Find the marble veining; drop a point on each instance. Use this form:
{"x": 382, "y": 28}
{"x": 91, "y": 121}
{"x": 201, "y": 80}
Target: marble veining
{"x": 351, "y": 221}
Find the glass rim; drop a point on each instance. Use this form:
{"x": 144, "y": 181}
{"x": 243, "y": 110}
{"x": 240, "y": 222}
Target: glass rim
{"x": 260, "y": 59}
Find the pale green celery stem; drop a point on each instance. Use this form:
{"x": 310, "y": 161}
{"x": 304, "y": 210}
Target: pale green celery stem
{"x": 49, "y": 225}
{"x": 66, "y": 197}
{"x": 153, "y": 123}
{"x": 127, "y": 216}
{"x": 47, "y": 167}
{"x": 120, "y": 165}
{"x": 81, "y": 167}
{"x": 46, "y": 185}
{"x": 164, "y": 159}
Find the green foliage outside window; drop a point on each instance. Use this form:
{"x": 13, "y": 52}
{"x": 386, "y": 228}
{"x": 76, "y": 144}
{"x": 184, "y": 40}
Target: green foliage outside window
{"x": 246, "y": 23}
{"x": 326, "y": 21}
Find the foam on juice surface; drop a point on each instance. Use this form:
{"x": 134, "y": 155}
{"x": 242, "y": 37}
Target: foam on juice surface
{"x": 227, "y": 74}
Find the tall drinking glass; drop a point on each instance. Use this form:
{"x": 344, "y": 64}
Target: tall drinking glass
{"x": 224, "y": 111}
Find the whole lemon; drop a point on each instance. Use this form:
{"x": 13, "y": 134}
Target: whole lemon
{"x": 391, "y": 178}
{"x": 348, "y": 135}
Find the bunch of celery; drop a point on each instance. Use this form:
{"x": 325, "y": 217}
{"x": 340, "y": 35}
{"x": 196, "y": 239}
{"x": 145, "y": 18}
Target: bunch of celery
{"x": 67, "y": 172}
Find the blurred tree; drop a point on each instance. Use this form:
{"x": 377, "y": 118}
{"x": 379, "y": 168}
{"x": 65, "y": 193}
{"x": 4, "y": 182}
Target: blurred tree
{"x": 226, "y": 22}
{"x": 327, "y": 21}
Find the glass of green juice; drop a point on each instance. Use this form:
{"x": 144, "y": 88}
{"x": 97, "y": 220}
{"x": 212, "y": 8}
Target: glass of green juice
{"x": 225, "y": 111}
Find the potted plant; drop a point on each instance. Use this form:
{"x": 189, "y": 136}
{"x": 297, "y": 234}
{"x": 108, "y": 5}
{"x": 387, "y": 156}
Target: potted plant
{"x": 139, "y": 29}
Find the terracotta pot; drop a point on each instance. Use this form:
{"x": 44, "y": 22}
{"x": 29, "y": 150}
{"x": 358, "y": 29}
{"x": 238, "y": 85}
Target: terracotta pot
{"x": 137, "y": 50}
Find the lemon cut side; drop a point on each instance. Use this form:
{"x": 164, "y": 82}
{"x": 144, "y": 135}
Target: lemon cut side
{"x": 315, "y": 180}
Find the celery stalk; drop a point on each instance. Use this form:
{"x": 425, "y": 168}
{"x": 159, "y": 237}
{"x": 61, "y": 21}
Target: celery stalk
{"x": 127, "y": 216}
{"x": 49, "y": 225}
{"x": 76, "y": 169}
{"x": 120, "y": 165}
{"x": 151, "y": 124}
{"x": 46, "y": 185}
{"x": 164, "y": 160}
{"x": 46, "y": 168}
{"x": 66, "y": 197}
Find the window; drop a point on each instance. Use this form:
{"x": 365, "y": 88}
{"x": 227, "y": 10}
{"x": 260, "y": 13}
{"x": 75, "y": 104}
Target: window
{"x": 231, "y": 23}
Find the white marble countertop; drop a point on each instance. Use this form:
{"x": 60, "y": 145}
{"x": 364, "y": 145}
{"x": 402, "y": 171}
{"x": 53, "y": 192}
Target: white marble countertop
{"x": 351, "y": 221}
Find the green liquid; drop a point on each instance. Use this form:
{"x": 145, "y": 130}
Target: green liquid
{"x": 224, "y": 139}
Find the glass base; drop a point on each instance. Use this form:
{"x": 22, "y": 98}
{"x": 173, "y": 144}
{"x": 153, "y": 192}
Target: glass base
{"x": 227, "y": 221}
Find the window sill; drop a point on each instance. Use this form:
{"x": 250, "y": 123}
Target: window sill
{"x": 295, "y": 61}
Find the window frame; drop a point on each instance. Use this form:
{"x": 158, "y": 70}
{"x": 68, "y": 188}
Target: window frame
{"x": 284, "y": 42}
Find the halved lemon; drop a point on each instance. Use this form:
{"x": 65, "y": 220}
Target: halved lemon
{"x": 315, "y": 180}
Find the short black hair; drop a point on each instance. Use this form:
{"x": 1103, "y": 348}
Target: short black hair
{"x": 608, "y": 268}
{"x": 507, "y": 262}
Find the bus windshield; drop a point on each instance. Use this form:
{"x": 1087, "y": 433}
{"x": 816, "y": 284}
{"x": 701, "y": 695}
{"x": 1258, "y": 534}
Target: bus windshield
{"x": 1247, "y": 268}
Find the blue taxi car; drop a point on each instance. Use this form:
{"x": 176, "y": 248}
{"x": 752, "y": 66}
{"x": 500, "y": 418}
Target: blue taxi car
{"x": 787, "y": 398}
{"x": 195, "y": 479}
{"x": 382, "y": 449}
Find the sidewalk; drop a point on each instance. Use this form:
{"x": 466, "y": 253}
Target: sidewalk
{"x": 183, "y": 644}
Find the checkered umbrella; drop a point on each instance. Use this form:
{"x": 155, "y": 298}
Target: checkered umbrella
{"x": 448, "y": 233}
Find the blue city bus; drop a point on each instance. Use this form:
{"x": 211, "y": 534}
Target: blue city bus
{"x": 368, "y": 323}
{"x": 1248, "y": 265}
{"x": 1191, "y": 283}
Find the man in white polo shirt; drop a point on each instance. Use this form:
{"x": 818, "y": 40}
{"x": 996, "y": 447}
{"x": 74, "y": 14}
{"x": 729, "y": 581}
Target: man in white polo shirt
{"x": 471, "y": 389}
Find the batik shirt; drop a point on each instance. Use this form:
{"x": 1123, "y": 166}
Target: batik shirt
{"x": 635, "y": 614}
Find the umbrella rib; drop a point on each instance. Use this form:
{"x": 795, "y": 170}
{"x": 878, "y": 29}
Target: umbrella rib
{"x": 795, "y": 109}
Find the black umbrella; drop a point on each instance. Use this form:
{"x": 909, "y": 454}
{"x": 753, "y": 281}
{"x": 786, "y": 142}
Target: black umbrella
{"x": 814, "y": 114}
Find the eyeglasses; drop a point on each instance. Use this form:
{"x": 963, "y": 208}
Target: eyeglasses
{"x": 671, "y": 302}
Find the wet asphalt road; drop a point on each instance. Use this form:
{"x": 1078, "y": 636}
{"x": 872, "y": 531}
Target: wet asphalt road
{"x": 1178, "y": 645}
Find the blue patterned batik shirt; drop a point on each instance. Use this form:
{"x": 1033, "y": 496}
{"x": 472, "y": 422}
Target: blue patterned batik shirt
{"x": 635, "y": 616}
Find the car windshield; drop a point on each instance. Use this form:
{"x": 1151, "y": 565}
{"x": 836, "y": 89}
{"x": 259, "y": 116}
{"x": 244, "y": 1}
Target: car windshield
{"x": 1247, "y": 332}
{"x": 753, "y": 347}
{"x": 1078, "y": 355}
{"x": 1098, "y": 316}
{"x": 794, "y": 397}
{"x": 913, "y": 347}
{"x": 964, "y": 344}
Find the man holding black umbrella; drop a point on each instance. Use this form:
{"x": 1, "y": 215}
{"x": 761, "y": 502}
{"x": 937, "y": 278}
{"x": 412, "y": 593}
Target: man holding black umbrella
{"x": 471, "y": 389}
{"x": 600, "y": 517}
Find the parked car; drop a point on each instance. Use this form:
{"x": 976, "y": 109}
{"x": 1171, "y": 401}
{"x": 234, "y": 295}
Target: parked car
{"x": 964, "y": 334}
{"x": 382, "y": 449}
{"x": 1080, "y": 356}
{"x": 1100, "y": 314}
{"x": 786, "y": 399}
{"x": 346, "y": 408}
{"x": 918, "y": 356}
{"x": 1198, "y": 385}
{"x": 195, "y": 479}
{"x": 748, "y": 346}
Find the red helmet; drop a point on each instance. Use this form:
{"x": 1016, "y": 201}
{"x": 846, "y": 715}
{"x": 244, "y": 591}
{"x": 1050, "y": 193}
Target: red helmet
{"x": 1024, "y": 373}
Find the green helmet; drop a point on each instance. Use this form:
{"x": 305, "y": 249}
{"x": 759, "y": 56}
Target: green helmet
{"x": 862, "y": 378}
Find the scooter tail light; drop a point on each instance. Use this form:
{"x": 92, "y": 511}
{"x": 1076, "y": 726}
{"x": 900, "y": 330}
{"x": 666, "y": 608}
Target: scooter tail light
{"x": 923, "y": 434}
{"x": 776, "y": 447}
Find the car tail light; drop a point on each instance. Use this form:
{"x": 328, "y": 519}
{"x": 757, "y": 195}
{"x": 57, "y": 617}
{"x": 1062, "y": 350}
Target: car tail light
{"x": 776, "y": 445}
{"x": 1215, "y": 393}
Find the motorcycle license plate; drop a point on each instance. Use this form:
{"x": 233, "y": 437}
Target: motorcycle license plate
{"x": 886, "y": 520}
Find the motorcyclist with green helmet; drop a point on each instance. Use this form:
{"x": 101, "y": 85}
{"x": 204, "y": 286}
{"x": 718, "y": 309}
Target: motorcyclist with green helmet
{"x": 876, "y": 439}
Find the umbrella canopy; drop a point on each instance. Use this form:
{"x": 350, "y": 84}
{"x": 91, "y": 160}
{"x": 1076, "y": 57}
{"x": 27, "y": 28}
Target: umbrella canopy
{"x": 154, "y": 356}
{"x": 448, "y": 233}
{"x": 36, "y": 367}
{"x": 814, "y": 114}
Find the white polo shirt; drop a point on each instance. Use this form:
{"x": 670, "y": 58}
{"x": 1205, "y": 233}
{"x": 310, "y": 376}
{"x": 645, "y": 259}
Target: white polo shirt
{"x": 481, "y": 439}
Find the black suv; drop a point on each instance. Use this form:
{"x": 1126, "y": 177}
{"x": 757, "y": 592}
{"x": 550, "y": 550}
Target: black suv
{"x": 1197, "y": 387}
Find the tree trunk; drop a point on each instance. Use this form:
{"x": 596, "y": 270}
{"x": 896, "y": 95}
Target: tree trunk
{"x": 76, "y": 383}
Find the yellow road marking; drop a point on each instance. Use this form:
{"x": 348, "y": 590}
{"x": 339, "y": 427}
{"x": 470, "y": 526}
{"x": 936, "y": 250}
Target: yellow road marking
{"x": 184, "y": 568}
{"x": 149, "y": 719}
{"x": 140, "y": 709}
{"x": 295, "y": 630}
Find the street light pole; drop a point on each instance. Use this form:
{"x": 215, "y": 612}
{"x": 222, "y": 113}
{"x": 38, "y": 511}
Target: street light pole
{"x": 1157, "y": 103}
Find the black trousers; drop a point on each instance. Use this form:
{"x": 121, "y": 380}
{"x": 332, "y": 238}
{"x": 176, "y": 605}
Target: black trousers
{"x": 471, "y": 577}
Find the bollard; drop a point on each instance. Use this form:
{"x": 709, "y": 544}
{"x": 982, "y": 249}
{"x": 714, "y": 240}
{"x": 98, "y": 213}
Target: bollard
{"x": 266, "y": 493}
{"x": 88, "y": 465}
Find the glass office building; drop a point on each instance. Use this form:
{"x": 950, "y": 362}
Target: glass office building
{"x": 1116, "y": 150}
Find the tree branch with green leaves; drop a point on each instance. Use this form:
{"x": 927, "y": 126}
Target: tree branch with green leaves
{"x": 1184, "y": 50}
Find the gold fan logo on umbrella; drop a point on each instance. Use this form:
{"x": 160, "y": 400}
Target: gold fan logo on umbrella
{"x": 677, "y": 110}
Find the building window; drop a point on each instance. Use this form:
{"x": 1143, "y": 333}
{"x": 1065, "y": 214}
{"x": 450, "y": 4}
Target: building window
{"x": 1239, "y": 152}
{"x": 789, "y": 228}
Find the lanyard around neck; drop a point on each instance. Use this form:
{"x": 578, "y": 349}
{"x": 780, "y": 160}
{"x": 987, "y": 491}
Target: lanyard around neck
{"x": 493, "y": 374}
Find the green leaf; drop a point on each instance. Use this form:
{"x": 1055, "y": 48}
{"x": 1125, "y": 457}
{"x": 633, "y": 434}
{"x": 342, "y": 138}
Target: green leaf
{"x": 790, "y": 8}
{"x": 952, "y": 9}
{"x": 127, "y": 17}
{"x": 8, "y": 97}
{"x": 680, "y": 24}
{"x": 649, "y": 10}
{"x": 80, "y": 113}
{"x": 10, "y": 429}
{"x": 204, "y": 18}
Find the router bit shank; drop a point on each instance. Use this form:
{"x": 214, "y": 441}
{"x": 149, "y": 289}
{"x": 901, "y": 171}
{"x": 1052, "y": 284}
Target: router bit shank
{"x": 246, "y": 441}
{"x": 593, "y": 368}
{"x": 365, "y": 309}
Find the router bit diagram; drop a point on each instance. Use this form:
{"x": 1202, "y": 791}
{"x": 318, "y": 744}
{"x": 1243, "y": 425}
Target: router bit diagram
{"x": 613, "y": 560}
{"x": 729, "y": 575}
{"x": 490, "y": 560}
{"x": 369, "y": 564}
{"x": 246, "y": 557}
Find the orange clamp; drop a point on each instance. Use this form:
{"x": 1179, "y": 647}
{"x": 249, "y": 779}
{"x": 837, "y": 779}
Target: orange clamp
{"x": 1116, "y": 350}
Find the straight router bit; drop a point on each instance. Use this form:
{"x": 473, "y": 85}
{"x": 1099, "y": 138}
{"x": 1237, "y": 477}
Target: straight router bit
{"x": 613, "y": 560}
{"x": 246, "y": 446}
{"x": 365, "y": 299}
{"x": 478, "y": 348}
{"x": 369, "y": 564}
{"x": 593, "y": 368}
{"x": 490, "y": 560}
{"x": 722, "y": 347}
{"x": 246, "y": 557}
━━━━
* [SET TASK]: Only the lines from the one with "Find the router bit diagram;" through the end of the material are wanted; copy them exactly, both ends included.

* [SOLUTION]:
Find the router bit diagram; drop a point on each instance. Use this form:
{"x": 1202, "y": 791}
{"x": 318, "y": 744}
{"x": 1243, "y": 425}
Target: router bit diagram
{"x": 613, "y": 560}
{"x": 729, "y": 575}
{"x": 490, "y": 560}
{"x": 369, "y": 564}
{"x": 246, "y": 557}
Find the orange clamp; drop a point on each instance. Use this form:
{"x": 1179, "y": 647}
{"x": 249, "y": 779}
{"x": 837, "y": 779}
Target: orange clamp
{"x": 1116, "y": 350}
Find the straight router bit; drop a point on each instance. Use this form:
{"x": 473, "y": 85}
{"x": 1099, "y": 138}
{"x": 1237, "y": 477}
Target: straight router bit
{"x": 613, "y": 560}
{"x": 246, "y": 446}
{"x": 365, "y": 299}
{"x": 478, "y": 348}
{"x": 369, "y": 564}
{"x": 593, "y": 368}
{"x": 490, "y": 560}
{"x": 722, "y": 347}
{"x": 246, "y": 557}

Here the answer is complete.